Aim of the exercise | Rewrite the material from the line with "locate the sky" up to and including the line with "[[0, 0, 600, 896], [31, 0, 600, 208]]", keeping every line and shifting each bounding box coordinate in the answers up by 56. Leave all other text unchanged.

** Start **

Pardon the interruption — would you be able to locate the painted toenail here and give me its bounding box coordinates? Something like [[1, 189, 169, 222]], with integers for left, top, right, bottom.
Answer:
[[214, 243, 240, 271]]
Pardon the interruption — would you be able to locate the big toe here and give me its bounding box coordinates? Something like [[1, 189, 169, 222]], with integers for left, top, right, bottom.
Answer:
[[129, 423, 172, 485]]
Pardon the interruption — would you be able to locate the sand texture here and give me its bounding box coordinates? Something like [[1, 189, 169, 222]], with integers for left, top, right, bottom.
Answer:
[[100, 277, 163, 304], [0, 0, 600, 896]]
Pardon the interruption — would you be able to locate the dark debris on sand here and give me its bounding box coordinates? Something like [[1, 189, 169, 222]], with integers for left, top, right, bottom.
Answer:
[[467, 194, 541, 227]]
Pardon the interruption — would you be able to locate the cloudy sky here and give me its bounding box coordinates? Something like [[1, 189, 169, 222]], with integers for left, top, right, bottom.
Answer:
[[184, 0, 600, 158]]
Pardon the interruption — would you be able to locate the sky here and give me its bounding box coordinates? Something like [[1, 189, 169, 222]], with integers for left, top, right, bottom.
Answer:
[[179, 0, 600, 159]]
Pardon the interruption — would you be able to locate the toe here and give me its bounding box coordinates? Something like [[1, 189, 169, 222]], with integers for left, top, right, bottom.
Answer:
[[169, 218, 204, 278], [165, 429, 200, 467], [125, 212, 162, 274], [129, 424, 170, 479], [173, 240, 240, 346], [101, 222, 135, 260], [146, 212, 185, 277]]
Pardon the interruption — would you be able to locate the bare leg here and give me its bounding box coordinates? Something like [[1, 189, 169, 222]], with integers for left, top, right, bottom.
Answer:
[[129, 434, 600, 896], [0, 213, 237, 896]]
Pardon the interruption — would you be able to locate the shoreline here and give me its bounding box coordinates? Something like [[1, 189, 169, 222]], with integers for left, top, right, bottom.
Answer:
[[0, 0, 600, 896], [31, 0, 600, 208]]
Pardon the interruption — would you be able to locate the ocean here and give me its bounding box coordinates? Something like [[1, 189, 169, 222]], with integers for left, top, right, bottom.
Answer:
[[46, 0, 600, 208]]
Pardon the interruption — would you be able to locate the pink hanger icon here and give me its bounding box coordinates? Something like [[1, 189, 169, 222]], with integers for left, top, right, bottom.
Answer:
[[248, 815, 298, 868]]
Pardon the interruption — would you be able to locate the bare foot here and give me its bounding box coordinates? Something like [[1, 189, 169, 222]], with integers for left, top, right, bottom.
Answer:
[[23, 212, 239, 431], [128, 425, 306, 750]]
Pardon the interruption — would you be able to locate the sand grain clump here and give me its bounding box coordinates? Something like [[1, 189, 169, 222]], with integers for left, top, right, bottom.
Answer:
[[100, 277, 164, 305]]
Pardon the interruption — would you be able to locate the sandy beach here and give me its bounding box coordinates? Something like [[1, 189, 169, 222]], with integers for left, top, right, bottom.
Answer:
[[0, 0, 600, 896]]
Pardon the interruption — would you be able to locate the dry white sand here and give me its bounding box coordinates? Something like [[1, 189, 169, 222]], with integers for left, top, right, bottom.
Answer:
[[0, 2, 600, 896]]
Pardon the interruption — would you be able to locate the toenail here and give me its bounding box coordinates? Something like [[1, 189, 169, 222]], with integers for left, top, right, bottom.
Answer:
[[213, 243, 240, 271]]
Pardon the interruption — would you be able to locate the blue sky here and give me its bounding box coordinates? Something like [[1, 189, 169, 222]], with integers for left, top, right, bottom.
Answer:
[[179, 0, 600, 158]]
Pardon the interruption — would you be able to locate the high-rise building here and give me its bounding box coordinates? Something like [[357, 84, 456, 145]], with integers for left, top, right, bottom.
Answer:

** End **

Expected answer |
Pardon the interruption — would you be able to locate the sky here and give me its bounding box coordinates? Something like [[1, 189, 169, 222]], with integers for left, top, right, bottom.
Answer:
[[235, 56, 656, 215]]
Pardon the interruption — would you be able to locate the toe here and give me its bounding box coordinates? Something like [[1, 189, 169, 222]], with integers for left, top, right, bottom.
Answer:
[[225, 274, 260, 334], [221, 485, 256, 523], [181, 268, 218, 330], [185, 480, 226, 535], [229, 296, 296, 402], [157, 278, 191, 316], [202, 268, 241, 333]]
Pardon the interruption — would you be able to locate the bare leg here and give me its bounding box coordinates? Something like [[1, 189, 169, 222]], with integers for left, top, right, bottom.
Answer:
[[185, 490, 656, 952], [56, 269, 293, 952]]
Pardon the interruption — would you be able to locate the shoreline here and give me its bounding box coordinates? Something like [[1, 189, 169, 222]], with integers for left, top, right, bottom.
Answer:
[[56, 56, 656, 952], [87, 56, 656, 264]]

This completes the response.